Task to complete:
Report how many lines in the records hold the string "mirror"; give the number and nothing else.

─── Source records

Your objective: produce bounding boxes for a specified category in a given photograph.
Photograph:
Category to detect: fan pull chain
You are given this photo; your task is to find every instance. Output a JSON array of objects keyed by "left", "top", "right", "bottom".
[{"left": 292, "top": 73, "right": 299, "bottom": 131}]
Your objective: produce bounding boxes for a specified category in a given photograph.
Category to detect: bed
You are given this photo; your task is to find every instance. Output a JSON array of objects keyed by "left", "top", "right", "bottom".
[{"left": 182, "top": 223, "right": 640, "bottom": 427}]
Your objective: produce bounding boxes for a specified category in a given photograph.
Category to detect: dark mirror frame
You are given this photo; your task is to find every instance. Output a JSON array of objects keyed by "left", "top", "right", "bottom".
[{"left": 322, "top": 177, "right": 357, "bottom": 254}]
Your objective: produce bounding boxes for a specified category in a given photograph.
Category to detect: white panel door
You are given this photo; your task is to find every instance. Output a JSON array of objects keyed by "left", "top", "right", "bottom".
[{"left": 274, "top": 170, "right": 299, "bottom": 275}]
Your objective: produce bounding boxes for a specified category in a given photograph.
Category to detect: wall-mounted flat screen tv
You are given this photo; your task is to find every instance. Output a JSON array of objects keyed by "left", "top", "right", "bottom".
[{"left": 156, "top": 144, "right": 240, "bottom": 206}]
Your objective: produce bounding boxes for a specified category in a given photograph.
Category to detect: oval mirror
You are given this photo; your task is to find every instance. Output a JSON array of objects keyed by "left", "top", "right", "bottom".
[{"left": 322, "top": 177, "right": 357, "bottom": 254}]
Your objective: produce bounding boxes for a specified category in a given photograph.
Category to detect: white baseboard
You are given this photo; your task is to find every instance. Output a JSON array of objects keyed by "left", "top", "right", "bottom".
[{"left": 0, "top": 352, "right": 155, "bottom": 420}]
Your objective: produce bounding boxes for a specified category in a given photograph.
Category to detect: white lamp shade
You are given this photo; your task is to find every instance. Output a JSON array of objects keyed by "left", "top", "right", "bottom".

──────

Answer:
2